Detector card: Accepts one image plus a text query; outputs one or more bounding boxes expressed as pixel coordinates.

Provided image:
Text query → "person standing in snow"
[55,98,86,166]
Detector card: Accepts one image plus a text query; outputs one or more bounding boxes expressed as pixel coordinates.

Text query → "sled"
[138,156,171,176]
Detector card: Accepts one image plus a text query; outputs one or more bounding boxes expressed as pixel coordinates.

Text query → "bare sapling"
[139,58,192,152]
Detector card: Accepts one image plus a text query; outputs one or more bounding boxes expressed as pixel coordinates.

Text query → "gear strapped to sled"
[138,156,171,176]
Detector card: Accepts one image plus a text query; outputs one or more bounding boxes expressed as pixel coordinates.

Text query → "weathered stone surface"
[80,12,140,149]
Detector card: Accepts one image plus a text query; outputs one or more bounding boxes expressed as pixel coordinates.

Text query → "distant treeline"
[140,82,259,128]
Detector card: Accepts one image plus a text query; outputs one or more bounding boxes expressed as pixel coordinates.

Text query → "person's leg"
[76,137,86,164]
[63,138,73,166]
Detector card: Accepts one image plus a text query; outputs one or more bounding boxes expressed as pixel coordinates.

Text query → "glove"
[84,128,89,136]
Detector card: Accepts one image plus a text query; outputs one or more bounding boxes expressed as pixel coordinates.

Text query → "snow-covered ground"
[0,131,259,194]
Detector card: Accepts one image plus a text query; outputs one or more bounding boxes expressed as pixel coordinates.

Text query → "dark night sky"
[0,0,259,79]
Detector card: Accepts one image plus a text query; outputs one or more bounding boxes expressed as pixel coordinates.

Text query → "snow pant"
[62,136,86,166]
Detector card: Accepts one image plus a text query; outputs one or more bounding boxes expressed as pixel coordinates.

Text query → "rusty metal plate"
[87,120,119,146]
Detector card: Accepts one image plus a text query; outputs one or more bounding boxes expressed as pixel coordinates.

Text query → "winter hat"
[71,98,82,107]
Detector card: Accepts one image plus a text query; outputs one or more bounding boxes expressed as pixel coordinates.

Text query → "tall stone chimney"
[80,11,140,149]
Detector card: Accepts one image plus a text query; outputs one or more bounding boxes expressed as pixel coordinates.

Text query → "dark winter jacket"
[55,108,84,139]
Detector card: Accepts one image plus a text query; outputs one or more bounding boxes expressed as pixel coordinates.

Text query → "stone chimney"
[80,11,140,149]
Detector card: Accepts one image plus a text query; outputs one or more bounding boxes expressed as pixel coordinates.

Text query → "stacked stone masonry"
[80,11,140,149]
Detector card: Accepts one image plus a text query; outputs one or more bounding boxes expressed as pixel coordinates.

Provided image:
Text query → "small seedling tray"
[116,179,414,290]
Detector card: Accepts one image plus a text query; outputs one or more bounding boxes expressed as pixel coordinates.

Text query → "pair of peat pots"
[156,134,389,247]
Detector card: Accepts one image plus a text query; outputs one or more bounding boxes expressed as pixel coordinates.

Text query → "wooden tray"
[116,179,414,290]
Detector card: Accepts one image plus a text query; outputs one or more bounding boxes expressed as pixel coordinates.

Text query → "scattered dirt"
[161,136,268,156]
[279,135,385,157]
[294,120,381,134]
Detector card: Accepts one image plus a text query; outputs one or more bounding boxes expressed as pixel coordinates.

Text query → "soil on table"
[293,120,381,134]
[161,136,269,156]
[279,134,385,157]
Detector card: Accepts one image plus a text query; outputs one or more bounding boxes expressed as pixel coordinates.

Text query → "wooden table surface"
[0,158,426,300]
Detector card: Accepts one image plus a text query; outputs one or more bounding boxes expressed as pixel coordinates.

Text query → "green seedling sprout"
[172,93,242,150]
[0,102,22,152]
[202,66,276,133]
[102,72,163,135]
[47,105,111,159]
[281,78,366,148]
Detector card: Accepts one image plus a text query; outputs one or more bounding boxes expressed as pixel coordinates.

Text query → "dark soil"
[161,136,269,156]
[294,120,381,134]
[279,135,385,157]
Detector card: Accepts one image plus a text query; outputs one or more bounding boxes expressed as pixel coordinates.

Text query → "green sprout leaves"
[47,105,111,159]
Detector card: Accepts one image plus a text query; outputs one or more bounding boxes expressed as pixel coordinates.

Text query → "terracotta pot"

================

• WRITTEN PROBLEM:
Report every line of the records above that contains the string "sled", treating uppercase and lowercase letters as different.

• THE RESULT:
Text query → "sled"
Text query → "gear strapped to sled"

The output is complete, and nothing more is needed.